All that is needed is every record, duplicated exactly.

Dataset records:
# # # # # # #
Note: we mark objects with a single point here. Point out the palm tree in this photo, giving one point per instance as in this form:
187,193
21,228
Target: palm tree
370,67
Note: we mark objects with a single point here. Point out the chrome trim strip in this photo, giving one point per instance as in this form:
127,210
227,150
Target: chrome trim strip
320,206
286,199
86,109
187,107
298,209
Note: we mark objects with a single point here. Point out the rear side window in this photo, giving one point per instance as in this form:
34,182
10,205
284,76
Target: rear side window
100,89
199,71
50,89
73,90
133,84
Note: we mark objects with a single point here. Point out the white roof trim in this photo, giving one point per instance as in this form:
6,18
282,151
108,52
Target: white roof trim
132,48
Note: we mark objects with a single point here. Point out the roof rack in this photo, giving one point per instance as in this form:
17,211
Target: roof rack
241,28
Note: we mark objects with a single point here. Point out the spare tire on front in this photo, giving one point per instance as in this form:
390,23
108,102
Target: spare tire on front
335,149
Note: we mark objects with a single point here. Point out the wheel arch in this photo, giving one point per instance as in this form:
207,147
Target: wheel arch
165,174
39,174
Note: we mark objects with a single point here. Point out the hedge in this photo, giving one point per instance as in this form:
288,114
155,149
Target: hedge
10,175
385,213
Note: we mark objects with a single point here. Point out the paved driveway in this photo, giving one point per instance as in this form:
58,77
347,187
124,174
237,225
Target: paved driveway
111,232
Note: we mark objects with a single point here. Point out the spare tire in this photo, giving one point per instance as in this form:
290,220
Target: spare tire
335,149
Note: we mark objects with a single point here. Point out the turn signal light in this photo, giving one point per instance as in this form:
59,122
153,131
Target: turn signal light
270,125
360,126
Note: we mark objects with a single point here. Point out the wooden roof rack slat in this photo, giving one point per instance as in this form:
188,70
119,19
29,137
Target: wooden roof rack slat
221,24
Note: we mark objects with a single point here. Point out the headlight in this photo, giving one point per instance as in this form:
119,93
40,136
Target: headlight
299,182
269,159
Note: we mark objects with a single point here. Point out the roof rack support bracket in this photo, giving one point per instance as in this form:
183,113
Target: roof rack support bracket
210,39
# # # # # # #
--- RESPONSE BOX ---
Note: we mark objects with a single point here. Point out the palm tree in this photo, giving one point per instance as in this form:
187,193
21,228
Target: palm tree
370,67
Note: we mark objects with a single point here. Point out the chrome trim strip in this photo, giving one point per instance as in this form:
127,210
227,150
Target: chrome trim strip
320,206
286,199
86,109
187,107
298,209
Note: we mark objects with a single point here. Point out the rear side window in this photo, giving one point per instance as in this form:
34,182
10,205
284,76
Target: rear side window
100,89
199,71
50,89
73,90
133,84
Note: we mark objects with a single point here. Point out the white roof trim in this photo, giving one point per instance as in this form:
6,18
282,151
108,52
Target: white roof trim
132,48
Note: we mark objects with a single point here. Point out the roof rack in this photo, giving one point per instance as in this form:
17,211
Target: roof rack
241,28
Note: we mark objects with a single point here. Point out the spare tire on front in this photo, giving one point per instance as in this form:
390,23
108,102
Target: spare tire on front
335,149
Note: we mark objects with a single point here. Point out the wheel arch in this photo, giving one point per instance as in this form:
207,147
Target: wheel arch
165,174
39,174
Note: we mark objects with a single point here. Point out the hedge in this photo, giving one point per instance as in this form:
288,114
155,149
Target: hedge
10,175
385,213
Note: we mark objects with a single point here. Point out the paved driveway in this photo, giving one point per instance as in this form:
58,77
347,187
124,174
237,225
Target: paved driveway
111,232
Note: we mark objects with a single point here. Point out the spare tire in this photo, giving one point per instance as in this form:
290,220
Target: spare tire
335,149
Note: we mark objects with a single point here. Point out the turn signal light in this photo, giving one point per instance as in this form:
59,122
153,131
Target: turn signal light
270,125
360,126
Note: we mark objects with a single point here. Point out the wooden roof rack slat in this photo, giving one point per instance as in this form:
188,70
119,19
29,137
Target: wooden roof rack slat
221,24
Note: we mark objects with a single point here. Point out the headlight in this photo, giving one point per instance as in this form:
119,93
40,136
Target: headlight
299,182
269,159
Note: we mark objects with a single point here. Point out the roof rack support bracket in this photo, giving one point per instance as in this form:
183,113
Target: roof rack support bracket
210,39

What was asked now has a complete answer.